═══ INFORMATION GIVEN ═══

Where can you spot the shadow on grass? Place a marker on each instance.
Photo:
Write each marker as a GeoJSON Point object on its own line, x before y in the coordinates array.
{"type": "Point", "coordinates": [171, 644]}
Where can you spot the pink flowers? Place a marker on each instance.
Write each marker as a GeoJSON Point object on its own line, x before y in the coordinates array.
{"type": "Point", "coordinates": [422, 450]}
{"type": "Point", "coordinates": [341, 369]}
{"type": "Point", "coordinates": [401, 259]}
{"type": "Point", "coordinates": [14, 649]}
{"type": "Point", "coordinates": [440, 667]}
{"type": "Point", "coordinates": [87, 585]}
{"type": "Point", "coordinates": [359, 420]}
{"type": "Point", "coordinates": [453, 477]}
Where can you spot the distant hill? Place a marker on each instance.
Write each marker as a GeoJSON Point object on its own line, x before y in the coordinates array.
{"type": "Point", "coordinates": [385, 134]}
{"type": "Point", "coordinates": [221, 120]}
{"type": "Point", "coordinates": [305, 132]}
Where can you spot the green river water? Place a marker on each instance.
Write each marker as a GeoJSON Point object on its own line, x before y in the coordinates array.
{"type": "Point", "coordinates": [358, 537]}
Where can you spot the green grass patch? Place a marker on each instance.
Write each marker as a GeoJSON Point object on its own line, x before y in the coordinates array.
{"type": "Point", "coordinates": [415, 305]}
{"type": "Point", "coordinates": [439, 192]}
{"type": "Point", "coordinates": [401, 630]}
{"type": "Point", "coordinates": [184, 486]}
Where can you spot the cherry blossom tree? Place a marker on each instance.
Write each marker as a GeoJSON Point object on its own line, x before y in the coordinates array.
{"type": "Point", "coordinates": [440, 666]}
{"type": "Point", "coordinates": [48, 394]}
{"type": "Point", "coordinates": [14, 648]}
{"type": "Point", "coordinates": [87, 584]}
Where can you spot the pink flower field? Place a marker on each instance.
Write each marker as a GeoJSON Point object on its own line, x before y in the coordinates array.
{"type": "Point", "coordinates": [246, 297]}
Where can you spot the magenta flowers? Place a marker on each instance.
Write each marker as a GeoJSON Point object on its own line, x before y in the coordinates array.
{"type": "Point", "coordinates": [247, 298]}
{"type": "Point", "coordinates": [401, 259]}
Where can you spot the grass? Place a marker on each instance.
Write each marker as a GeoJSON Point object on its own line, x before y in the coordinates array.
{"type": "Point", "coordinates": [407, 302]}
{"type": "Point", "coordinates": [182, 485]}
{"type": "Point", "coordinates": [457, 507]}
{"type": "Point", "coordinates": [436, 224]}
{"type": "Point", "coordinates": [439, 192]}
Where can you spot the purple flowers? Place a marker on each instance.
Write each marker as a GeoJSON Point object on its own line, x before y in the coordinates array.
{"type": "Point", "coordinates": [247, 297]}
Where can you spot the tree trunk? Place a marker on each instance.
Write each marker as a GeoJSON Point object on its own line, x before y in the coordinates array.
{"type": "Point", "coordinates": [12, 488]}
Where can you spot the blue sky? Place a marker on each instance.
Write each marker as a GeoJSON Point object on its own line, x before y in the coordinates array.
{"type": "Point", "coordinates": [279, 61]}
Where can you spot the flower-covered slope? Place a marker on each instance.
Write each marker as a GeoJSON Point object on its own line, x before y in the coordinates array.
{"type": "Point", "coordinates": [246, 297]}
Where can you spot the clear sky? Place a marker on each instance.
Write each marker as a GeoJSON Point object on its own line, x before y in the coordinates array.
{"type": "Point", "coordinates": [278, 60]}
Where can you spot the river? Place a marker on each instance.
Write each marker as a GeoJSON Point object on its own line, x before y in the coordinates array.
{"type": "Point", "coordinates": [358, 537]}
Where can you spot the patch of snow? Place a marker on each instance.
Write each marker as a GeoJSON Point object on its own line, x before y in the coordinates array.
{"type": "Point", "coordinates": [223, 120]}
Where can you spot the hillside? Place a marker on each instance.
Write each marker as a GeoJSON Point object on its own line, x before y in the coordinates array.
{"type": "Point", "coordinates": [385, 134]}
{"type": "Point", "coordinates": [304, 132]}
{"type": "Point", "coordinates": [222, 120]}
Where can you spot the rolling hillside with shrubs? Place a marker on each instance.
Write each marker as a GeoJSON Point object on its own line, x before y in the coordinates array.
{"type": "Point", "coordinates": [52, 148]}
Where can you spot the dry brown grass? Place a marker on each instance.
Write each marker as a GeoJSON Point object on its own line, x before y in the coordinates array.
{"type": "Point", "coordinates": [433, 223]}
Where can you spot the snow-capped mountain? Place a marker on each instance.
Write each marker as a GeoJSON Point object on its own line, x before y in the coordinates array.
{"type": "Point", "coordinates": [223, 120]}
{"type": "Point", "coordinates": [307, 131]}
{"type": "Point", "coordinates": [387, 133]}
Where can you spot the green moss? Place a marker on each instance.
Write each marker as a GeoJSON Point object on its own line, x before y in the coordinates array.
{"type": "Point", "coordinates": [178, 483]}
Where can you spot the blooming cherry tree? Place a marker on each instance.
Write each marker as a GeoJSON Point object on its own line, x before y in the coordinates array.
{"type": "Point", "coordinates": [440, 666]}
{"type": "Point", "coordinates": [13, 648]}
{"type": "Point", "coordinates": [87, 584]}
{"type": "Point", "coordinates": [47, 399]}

═══

• GOAL OF THE EXERCISE:
Reproduce only the lines above spanning from the line containing "Where can you spot the tree" through the line containing "Where can you spot the clear", word for word.

• SOLUTION TO THE PROBLEM:
Where can you spot the tree trunk? Place a marker on each instance.
Write each marker as a GeoJSON Point object on its own line, x before y in the coordinates array.
{"type": "Point", "coordinates": [12, 488]}
Where can you spot the blue sky? Place a marker on each instance.
Write each marker as a GeoJSON Point object on its own line, x before y in the coordinates array.
{"type": "Point", "coordinates": [279, 61]}
Where can you spot the flower-covered slope? Place a marker on each instance.
Write each marker as a GeoJSON Point object on its own line, x before y in the coordinates array.
{"type": "Point", "coordinates": [246, 297]}
Where can you spot the clear sky? Place a marker on each instance.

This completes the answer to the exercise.